Text shown>
········
Wednesday, September 18, 2013

God's Plan

I had the opportunity to be a part of a discussion on-line the other week. It was a very sobering one. The original post was from a woman who had lost a baby recently and was having a hard time softening her heart to God. She was angry, and she was tired. She didn't know who to be more angry at, God or her community of believers. She kept hearing things like, "It's all just part of God's plan" and "God was jealous because He just needed one more angel" and "When God closes a door, He opens a window." My heart went out her, I felt her anger and distain.
When I was 17 my father suffered a massive heart attack and was in a coma and on life support. I remember hearing those same statements and I remember feeling my heart turn to stone.
When I read the first three chapters of Genesis I don't ever see God making preparations for death, I don't remember Him telling Adam and Eve that Cain would kill Abel and that it would all be part of His glorious plan. I don't remember God promising children to willing mothers and then at the last moment taking them away, and I certainly don't remember God telling me that watching my father almost die and dealing with the aftermath of strokes, heart attacks and subsequent brain injuries was a good thing and all for His glory.
Death and separation were never part of God's plan. He loves us and after we were created He would walk in the cool of shade in the Garden of Eden because He wanted to enjoy us. Simple as that. He didn't intend to make us suffer, walking around in agony, wringing our hands like helpless waifs in an abandoned forest.
So when did we start saying things like, "Don't worry, it's all just part of God's plan.", or "This must be the Lord's will."? Where do we come up with this stuff? How come we are so afraid to be angry, to grieve and to wrestle with God? When did we stop believing that God was for us? When did we start trusting that our salvation was dependent on our behaviour and not on His grace. How did we come to the conclusion that God made things happen without any thought to our wellbeing and the joy that He finds in having relationship with us?
Don't get me wrong, bad things happen BUT God is a redeemer, making right that which has ALREADY been made wrong! (For that I am SO SO SO grateful). But why can't we encourage each other to run the full gamut of human emotion? Do we think that God can't handle what we have to say? Why must we always just sit on our wooden pews with forced smiles on our faces, hands folded in our laps pretending to trust a version of God that existed in the Dark Ages?
He never planned for suffering, He never planned for death, He never planned for separation-that all came with the fall; but we are lucky enough that God sent His Son to bind us to Him until we are reunited.
To those hurting and with hard hearts I say to you, I am sorry for your loss. I am sorry that death, or disease, or separation has found you. Those are never good things to discover, but I know a God who is present, who hears the sighs of your very soul and longs to deliver you from heart-ache and malice and turmoil. Psalms tells us that He sets a table before us in the presence of our enemies. Turn to Him with your anger, your bitterness, your unbelief and your questions. He is not afraid of them and neither should you be. Wrestle with Him until you fall limp into His loving embrace and never again believe that His plan would be to cause you to suffer away from His warmth, salvation and overwhelming love.
········
Supplied entries>
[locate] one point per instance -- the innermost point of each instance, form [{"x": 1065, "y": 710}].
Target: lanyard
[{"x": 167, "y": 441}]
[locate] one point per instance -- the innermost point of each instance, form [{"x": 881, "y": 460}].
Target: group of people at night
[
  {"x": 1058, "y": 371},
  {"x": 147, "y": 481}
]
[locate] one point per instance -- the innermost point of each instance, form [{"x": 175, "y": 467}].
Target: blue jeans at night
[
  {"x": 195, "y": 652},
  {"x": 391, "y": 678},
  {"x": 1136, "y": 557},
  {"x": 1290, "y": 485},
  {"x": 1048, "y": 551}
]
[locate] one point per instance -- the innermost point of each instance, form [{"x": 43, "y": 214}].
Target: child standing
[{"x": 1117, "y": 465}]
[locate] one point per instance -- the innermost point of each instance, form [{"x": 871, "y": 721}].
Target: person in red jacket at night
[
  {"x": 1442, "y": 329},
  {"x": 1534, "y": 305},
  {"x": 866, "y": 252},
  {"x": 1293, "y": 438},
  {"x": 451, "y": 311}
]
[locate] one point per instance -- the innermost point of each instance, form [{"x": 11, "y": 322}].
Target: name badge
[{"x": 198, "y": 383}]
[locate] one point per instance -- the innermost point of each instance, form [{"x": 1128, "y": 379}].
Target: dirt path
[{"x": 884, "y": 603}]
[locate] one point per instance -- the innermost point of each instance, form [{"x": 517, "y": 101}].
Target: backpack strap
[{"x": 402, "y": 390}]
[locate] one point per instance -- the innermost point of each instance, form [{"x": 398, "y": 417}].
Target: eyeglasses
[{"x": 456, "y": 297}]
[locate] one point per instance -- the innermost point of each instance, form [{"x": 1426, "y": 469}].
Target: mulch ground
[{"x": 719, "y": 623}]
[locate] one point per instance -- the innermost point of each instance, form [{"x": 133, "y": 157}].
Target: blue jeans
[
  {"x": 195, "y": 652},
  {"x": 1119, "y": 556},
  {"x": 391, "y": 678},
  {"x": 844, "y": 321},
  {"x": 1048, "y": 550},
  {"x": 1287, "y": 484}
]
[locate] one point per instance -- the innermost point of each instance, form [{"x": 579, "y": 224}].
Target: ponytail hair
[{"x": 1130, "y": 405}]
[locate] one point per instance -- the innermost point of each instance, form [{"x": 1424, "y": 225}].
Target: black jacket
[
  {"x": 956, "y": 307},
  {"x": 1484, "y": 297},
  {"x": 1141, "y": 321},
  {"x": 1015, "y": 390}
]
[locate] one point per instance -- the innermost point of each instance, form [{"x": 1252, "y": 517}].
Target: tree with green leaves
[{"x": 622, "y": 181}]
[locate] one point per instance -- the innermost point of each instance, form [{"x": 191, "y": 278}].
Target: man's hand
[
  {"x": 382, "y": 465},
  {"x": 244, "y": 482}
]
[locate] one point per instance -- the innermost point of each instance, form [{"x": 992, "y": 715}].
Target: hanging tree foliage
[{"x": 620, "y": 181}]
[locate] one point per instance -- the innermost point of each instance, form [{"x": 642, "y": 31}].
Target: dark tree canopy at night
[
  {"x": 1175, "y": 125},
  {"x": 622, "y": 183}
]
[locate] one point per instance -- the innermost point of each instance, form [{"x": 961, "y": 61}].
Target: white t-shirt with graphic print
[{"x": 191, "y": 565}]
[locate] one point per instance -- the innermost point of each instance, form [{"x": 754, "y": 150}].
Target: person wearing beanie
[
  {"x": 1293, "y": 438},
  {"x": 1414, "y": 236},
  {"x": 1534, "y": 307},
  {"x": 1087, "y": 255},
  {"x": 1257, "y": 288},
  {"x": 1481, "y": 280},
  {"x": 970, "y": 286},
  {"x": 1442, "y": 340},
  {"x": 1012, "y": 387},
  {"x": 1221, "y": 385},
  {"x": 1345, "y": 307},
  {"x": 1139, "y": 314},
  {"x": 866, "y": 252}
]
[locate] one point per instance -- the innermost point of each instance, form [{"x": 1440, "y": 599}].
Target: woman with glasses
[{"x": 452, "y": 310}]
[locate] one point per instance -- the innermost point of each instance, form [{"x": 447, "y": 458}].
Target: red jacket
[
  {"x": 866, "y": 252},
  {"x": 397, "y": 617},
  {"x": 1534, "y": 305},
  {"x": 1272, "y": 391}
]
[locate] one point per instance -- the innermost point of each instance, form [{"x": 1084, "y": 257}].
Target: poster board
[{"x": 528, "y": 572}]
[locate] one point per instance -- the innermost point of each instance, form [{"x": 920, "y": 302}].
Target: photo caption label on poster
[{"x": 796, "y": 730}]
········
Apply what you read>
A – Answer from the "God's Plan" post:
(i) How old was the writer when the writer's father had a massive heart attack?
(ii) Which chapters of Genesis does the writer say they read?
(iii) According to the post, what does Psalms say He sets before us?
B – Duplicate the passage of the "God's Plan" post from "Don't get me" up to and including "we are reunited.".

Written responses>
A –
(i) 17
(ii) The first three chapters
(iii) A table, in the presence of our enemies

B –
Don't get me wrong, bad things happen BUT God is a redeemer, making right that which has ALREADY been made wrong! (For that I am SO SO SO grateful). But why can't we encourage each other to run the full gamut of human emotion? Do we think that God can't handle what we have to say? Why must we always just sit on our wooden pews with forced smiles on our faces, hands folded in our laps pretending to trust a version of God that existed in the Dark Ages?
He never planned for suffering, He never planned for death, He never planned for separation-that all came with the fall; but we are lucky enough that God sent His Son to bind us to Him until we are reunited.